Count the lines in the data below that contain the string "house", and reply with that number alone.

#### [Data for this exercise]
--*--

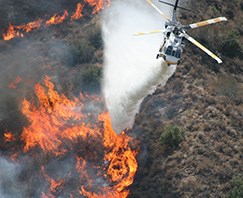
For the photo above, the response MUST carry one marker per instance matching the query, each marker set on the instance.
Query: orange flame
(18, 31)
(9, 137)
(14, 84)
(54, 184)
(78, 13)
(56, 19)
(56, 119)
(98, 5)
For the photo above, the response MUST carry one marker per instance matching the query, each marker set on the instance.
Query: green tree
(172, 136)
(236, 187)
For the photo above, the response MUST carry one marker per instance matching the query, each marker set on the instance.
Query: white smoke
(9, 187)
(131, 69)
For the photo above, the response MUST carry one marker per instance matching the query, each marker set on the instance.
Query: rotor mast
(174, 19)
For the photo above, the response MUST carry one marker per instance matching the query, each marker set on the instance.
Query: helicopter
(175, 35)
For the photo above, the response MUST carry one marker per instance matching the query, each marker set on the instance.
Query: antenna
(175, 6)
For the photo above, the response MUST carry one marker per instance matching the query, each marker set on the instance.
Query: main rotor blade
(170, 4)
(189, 38)
(156, 8)
(207, 22)
(149, 32)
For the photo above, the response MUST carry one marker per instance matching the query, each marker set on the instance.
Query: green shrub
(172, 136)
(236, 187)
(228, 86)
(231, 46)
(84, 51)
(88, 79)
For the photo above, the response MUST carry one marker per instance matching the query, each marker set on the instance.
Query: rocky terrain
(202, 98)
(206, 100)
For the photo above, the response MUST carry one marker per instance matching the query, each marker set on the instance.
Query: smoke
(131, 68)
(9, 187)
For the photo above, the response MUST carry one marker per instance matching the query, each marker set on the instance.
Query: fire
(14, 84)
(56, 19)
(9, 137)
(78, 13)
(98, 5)
(56, 121)
(18, 31)
(11, 33)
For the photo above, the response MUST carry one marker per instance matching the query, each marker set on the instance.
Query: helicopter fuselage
(172, 47)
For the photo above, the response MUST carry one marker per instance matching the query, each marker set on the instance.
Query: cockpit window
(178, 54)
(168, 50)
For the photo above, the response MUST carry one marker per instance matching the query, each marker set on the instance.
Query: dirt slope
(204, 98)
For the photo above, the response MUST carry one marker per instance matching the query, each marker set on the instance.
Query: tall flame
(78, 13)
(18, 31)
(56, 19)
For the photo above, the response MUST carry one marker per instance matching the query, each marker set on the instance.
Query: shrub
(172, 136)
(236, 187)
(228, 86)
(231, 46)
(84, 51)
(88, 79)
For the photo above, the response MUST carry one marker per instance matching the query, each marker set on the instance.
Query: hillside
(202, 98)
(206, 100)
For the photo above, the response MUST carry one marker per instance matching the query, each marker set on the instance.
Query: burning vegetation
(19, 30)
(65, 145)
(101, 161)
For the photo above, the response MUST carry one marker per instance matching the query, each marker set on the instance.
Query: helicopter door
(168, 50)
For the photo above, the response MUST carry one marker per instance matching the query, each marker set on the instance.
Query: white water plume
(131, 69)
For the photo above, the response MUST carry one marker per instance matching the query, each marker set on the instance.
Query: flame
(78, 13)
(54, 184)
(9, 137)
(98, 5)
(18, 31)
(55, 119)
(14, 84)
(56, 19)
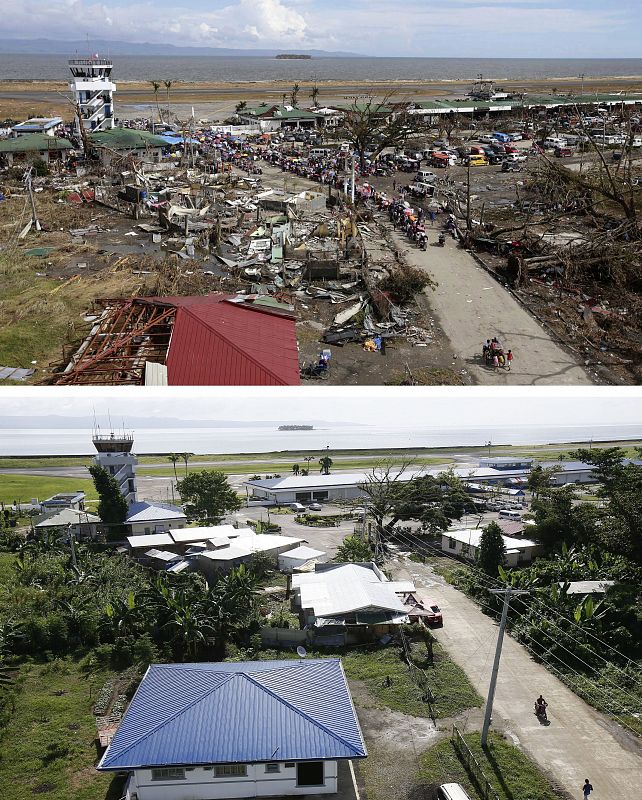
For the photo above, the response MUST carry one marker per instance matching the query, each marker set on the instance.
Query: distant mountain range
(116, 48)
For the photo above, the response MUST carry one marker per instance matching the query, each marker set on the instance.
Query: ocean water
(262, 439)
(260, 69)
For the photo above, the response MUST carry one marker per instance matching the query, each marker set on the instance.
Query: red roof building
(211, 340)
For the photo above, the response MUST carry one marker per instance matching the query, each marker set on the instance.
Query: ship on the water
(296, 427)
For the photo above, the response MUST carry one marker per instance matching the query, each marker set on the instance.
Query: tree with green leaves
(207, 496)
(326, 462)
(354, 549)
(492, 550)
(112, 505)
(174, 458)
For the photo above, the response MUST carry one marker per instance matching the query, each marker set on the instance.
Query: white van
(452, 791)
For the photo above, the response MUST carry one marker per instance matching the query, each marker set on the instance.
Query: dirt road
(472, 307)
(579, 742)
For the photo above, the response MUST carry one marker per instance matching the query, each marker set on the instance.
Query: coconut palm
(174, 458)
(156, 86)
(168, 86)
(186, 457)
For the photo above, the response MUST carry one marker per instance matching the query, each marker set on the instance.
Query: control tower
(93, 92)
(114, 455)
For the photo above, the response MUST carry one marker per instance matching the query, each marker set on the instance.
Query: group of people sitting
(494, 354)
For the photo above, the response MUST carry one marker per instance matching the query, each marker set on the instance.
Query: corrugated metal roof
(257, 711)
(152, 512)
(218, 343)
(345, 589)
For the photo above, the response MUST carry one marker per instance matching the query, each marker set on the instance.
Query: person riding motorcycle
(540, 707)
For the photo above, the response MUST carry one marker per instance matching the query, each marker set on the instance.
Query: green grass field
(49, 744)
(513, 775)
(23, 488)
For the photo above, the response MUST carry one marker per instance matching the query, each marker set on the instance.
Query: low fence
(472, 766)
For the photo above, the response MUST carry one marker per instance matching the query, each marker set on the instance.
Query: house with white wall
(465, 544)
(228, 730)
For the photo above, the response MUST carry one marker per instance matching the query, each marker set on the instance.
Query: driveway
(472, 307)
(579, 743)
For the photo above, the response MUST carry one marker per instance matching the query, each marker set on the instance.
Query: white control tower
(114, 455)
(93, 91)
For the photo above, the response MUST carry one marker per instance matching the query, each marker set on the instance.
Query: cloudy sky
(457, 28)
(371, 406)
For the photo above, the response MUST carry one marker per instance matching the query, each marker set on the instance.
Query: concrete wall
(200, 783)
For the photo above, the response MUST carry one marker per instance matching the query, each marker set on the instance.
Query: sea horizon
(224, 441)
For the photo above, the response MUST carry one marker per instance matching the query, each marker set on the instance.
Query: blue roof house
(227, 730)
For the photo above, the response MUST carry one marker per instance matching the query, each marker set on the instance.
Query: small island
(296, 427)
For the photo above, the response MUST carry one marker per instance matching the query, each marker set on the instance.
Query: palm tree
(186, 457)
(174, 457)
(156, 87)
(168, 86)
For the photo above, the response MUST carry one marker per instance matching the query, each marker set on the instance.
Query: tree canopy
(207, 496)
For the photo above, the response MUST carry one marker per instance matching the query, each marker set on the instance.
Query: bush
(405, 282)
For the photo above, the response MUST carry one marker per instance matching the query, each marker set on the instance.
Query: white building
(349, 596)
(93, 92)
(115, 456)
(82, 524)
(300, 557)
(145, 518)
(465, 543)
(228, 730)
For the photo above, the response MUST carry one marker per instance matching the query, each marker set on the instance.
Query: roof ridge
(230, 343)
(282, 700)
(176, 714)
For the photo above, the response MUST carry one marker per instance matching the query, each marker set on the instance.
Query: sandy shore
(19, 99)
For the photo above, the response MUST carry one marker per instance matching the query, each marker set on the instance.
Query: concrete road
(472, 307)
(579, 742)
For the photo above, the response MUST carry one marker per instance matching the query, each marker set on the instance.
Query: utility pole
(508, 593)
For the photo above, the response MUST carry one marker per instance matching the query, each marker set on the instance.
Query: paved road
(472, 307)
(579, 742)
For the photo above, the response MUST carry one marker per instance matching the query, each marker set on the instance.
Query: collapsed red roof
(218, 342)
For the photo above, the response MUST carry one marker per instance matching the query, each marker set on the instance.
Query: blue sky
(450, 28)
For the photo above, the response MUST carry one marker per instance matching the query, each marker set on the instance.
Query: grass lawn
(23, 487)
(49, 744)
(452, 689)
(513, 775)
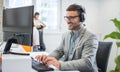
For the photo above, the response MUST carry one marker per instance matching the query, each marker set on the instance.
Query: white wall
(98, 15)
(1, 7)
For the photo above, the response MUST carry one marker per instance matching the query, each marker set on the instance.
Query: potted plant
(115, 35)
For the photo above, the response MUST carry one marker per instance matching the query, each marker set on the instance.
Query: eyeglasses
(70, 17)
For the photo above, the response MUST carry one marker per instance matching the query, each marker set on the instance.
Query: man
(38, 32)
(78, 45)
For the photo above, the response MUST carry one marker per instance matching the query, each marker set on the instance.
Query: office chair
(102, 56)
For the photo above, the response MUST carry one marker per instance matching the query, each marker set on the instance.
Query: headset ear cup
(82, 18)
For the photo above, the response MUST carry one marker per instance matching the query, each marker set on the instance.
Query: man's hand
(48, 60)
(41, 58)
(52, 61)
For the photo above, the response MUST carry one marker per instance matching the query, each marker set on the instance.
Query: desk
(16, 63)
(19, 63)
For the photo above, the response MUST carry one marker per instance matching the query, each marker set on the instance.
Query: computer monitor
(18, 23)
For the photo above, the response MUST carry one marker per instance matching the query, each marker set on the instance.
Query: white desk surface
(21, 58)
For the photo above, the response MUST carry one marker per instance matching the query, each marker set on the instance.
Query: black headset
(81, 11)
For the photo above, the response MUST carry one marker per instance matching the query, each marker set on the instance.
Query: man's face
(72, 19)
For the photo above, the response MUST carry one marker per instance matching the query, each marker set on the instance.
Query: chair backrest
(102, 56)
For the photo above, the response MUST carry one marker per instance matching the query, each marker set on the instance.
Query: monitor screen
(18, 23)
(18, 19)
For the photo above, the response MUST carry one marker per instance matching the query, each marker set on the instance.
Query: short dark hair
(75, 7)
(79, 9)
(36, 13)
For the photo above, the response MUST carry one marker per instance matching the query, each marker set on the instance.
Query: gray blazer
(84, 56)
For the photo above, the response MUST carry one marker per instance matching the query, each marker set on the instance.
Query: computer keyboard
(40, 67)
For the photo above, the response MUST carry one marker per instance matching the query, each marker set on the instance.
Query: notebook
(40, 67)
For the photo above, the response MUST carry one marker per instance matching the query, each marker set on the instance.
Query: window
(48, 10)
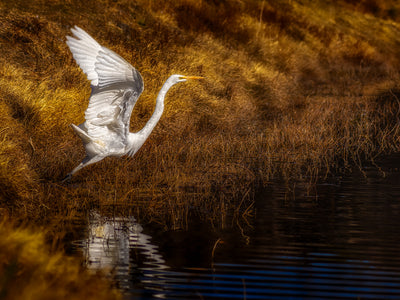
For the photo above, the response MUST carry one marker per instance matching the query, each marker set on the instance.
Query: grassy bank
(29, 270)
(294, 90)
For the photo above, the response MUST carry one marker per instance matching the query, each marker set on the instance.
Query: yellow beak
(192, 77)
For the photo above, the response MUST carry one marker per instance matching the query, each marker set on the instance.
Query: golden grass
(294, 90)
(29, 271)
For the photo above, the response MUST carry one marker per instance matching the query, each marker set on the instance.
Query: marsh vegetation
(294, 90)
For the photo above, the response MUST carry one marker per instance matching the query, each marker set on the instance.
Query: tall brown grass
(294, 90)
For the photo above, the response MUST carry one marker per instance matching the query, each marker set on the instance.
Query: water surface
(340, 241)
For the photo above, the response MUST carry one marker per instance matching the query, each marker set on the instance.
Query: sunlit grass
(29, 271)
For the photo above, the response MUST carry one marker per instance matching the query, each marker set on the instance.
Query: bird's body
(116, 86)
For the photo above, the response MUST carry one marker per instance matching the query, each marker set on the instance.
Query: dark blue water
(339, 241)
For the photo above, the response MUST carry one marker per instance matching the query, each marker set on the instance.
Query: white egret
(116, 86)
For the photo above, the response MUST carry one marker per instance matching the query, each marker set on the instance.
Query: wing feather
(116, 85)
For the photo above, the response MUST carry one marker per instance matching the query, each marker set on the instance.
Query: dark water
(342, 241)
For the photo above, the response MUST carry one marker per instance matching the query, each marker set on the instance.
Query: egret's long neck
(148, 128)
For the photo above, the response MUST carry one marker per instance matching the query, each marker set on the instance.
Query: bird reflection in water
(118, 246)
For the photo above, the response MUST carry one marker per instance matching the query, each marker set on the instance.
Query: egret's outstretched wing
(116, 85)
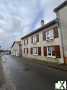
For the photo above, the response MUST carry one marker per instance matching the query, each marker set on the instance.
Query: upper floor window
(36, 51)
(49, 35)
(35, 38)
(52, 51)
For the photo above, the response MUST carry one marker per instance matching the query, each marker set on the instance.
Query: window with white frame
(34, 39)
(49, 35)
(35, 51)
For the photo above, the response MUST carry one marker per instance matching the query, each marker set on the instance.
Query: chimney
(42, 22)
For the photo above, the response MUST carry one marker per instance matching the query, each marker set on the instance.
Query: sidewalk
(62, 67)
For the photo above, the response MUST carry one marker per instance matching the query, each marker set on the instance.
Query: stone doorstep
(62, 67)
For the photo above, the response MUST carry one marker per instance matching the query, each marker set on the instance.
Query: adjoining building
(49, 42)
(44, 43)
(16, 48)
(61, 12)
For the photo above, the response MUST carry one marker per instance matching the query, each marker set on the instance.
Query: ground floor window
(52, 51)
(36, 50)
(25, 50)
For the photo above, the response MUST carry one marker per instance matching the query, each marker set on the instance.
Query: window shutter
(44, 35)
(24, 50)
(39, 51)
(57, 51)
(24, 42)
(31, 50)
(27, 50)
(32, 39)
(55, 32)
(37, 38)
(27, 41)
(45, 51)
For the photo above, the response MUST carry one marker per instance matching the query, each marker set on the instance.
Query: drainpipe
(61, 34)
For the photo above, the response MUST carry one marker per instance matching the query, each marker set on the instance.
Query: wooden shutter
(24, 50)
(39, 51)
(37, 38)
(32, 39)
(55, 32)
(45, 51)
(44, 35)
(27, 41)
(27, 50)
(31, 50)
(57, 51)
(24, 42)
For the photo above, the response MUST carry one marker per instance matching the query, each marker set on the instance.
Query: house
(44, 43)
(16, 48)
(61, 13)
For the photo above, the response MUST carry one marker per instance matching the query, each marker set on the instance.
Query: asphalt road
(21, 75)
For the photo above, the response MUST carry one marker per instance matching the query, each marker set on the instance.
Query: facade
(16, 48)
(61, 12)
(44, 43)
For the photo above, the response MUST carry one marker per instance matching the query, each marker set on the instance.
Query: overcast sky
(19, 17)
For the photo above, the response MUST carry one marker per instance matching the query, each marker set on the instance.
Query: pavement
(2, 78)
(25, 74)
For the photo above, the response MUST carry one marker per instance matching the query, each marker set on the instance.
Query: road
(23, 75)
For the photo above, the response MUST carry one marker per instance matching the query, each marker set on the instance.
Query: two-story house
(61, 12)
(16, 48)
(44, 43)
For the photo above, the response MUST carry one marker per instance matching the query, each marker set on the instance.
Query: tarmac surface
(23, 75)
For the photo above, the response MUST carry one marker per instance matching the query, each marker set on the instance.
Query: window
(24, 42)
(44, 35)
(39, 51)
(49, 35)
(37, 38)
(27, 50)
(35, 51)
(55, 32)
(31, 50)
(24, 50)
(52, 51)
(32, 39)
(27, 41)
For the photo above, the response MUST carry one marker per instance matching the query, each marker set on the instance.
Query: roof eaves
(60, 6)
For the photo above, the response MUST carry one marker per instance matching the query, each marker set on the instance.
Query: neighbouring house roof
(61, 6)
(53, 22)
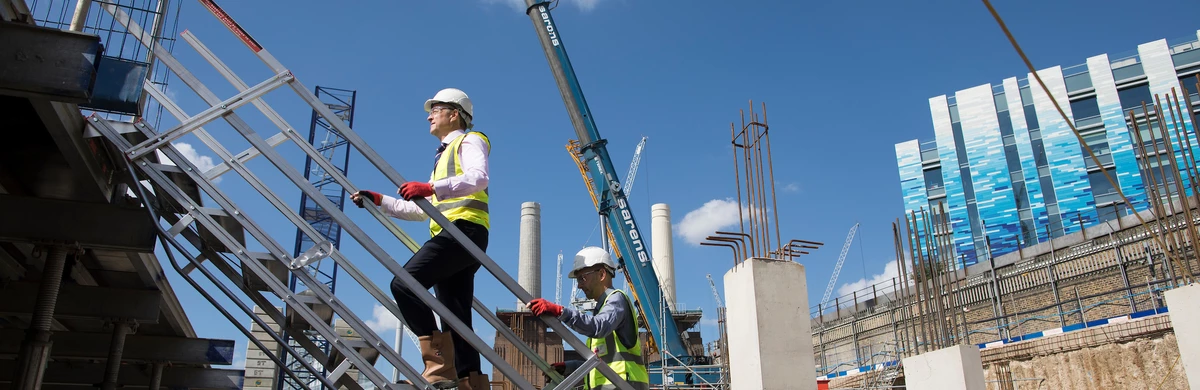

--*--

#### [Completed exercise]
5